EXERCISE DETAILS: Set down, without alteration, the lines from the one that contains "blurred background, written" through the final line of the material below.

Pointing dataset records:
** begin **

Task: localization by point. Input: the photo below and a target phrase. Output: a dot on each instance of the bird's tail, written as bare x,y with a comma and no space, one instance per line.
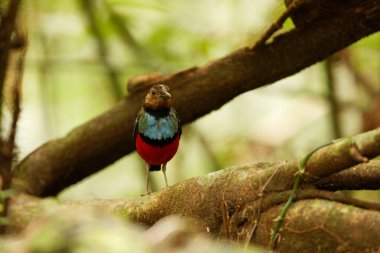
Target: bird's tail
154,167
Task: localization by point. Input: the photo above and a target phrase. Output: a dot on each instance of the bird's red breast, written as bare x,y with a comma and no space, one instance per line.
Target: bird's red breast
156,155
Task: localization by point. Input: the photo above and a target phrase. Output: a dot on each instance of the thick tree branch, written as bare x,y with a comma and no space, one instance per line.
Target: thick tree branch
103,140
240,204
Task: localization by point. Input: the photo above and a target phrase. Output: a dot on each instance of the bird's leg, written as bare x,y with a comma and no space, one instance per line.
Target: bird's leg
147,179
164,171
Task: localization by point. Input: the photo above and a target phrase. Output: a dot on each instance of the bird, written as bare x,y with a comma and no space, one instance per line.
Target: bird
157,131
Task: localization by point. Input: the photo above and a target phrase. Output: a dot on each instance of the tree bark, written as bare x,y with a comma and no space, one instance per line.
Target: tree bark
196,91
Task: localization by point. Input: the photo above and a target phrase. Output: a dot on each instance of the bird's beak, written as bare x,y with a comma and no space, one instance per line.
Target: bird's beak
166,95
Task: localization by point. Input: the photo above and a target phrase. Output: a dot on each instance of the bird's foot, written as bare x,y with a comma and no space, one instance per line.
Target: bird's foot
146,193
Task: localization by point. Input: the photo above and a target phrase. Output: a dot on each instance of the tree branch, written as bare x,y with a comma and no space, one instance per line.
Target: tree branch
240,204
96,144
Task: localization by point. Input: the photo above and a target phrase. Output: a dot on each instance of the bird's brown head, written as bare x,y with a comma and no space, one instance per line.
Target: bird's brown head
158,97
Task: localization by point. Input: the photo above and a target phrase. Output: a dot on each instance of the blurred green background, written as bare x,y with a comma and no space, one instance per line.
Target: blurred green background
81,54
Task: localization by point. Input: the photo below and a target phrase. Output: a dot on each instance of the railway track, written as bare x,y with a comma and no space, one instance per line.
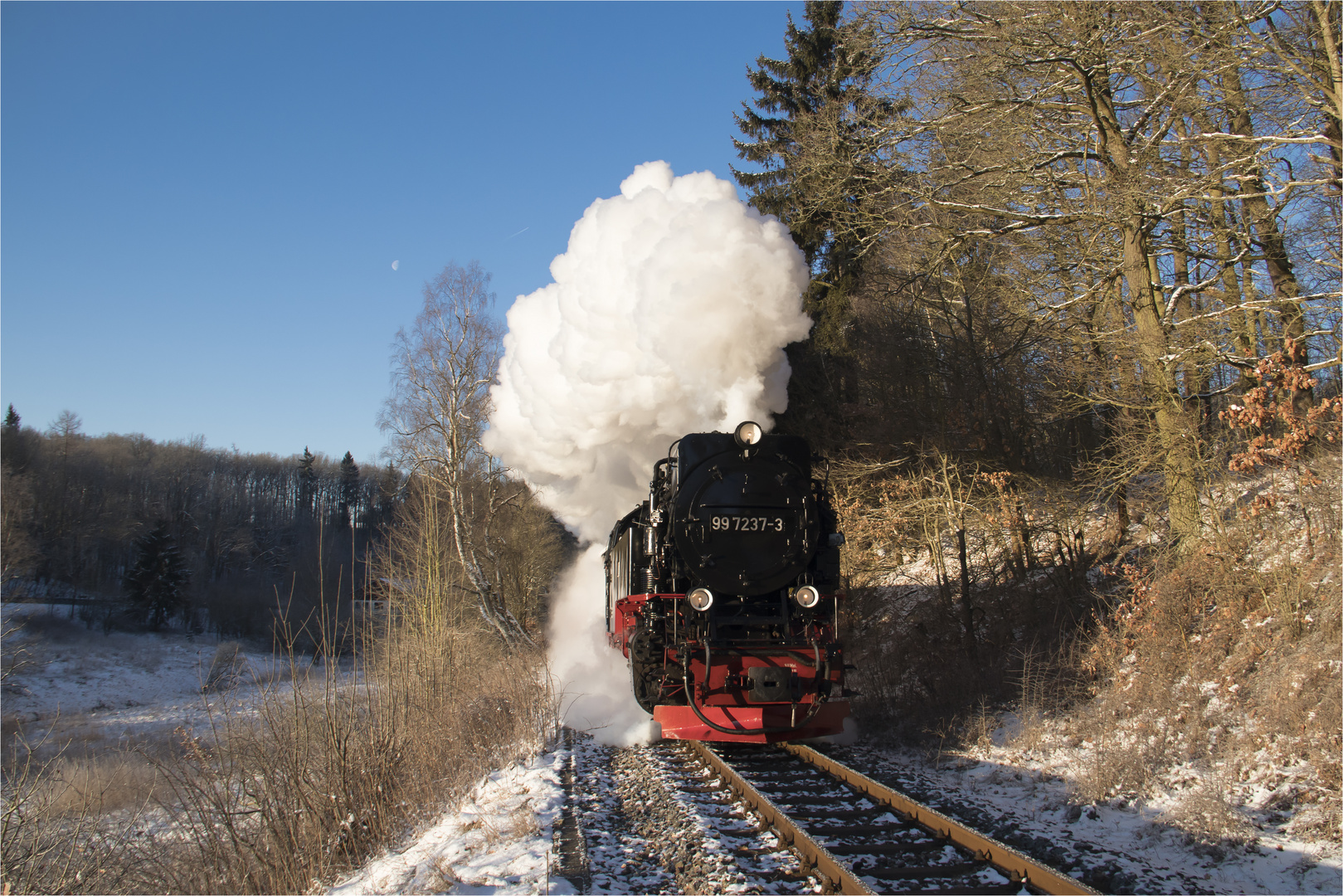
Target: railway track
850,833
864,837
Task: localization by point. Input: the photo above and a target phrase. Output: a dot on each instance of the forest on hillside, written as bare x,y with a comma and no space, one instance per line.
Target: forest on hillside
1076,288
1076,368
236,533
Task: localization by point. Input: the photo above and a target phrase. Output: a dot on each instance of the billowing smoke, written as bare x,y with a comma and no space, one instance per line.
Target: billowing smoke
668,314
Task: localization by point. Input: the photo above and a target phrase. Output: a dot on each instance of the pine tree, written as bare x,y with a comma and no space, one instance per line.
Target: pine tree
826,71
822,85
306,483
348,488
156,585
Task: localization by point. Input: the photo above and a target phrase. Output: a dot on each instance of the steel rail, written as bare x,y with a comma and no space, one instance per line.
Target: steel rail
1019,865
813,853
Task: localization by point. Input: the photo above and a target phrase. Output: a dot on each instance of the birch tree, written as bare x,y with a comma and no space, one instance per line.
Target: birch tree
440,403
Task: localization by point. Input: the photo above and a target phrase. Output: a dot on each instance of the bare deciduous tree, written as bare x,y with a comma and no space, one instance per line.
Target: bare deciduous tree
438,409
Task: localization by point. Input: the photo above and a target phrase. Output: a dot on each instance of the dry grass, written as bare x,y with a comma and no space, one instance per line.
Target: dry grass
1226,660
294,779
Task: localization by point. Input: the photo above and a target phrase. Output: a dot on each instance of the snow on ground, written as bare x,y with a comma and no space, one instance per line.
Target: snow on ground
1025,801
102,691
497,843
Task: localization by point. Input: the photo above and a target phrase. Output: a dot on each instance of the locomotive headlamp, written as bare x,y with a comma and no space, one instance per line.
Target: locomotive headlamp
701,599
807,597
748,433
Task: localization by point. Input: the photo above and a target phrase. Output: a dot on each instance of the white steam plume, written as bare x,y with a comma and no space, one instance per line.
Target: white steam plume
668,314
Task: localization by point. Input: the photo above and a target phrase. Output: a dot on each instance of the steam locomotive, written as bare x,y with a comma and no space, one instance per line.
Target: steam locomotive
723,592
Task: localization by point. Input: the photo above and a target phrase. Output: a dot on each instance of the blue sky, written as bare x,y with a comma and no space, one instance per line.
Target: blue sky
201,203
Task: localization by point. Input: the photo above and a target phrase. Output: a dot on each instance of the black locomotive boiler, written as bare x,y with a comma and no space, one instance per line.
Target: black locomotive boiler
723,592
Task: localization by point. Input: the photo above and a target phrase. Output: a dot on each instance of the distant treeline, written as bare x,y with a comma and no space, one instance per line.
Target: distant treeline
250,529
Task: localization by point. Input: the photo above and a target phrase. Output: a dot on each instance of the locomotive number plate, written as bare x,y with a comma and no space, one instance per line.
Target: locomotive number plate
747,523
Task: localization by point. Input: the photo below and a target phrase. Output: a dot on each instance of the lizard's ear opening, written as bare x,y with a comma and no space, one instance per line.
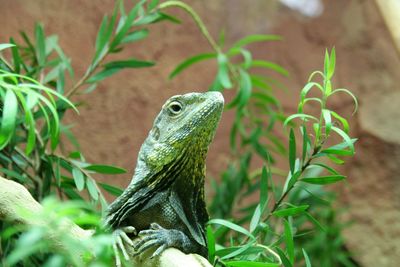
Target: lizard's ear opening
155,133
175,108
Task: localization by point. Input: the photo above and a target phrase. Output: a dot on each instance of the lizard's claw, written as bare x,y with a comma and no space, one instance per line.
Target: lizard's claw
120,237
156,236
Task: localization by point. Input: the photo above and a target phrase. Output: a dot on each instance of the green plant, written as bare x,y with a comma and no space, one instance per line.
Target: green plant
264,233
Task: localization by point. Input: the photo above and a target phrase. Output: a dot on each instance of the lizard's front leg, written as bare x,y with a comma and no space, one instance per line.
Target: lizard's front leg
162,238
120,238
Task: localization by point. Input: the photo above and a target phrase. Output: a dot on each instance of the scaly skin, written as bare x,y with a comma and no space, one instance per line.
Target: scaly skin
165,199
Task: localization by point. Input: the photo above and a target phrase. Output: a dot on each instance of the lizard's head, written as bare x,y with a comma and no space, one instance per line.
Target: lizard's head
185,122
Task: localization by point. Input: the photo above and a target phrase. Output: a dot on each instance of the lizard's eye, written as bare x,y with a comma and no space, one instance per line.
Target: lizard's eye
175,107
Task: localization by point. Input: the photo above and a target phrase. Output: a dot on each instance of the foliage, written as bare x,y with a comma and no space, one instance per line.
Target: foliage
288,223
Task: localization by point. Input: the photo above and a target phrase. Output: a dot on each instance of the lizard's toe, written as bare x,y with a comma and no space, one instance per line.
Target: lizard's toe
156,236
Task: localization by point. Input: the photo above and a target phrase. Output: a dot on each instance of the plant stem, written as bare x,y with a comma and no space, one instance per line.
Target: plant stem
196,18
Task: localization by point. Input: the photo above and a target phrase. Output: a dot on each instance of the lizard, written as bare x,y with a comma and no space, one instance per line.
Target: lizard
164,203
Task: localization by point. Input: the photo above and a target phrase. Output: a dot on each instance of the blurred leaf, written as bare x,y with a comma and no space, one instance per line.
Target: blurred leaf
292,151
223,73
135,36
289,240
283,257
105,169
250,264
190,61
126,23
243,96
255,38
269,65
111,189
332,63
342,120
291,211
306,258
346,138
78,178
4,46
323,179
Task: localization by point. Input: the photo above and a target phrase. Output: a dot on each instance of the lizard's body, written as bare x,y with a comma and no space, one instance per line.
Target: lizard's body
165,199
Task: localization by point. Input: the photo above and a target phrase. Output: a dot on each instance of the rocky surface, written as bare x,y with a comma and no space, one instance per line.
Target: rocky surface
117,116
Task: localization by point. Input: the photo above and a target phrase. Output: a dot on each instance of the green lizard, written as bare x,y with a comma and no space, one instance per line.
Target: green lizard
164,203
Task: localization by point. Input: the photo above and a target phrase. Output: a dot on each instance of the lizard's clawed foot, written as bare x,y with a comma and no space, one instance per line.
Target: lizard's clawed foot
120,237
156,236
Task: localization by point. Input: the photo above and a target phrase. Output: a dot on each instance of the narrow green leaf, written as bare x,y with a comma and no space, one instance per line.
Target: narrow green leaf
328,121
292,150
16,175
111,189
57,172
323,179
350,94
16,56
264,186
326,64
210,243
78,178
306,143
335,159
306,258
340,152
270,65
101,75
244,94
4,46
91,186
105,169
291,211
190,61
332,63
135,36
255,219
289,241
223,73
283,257
232,226
255,38
130,63
250,264
40,44
125,24
299,115
308,87
9,117
315,221
329,169
247,58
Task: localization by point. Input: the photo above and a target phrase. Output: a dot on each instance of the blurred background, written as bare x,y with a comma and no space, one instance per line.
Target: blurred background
116,118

** end **

RESPONSE TO THIS EXERCISE:
Task: localization by point. Input: the photo above and a target phrase. Output: a dot on each instance of the blurred background, written as bare x,y with a comma and no space, one instance per line.
Target: blurred background
116,118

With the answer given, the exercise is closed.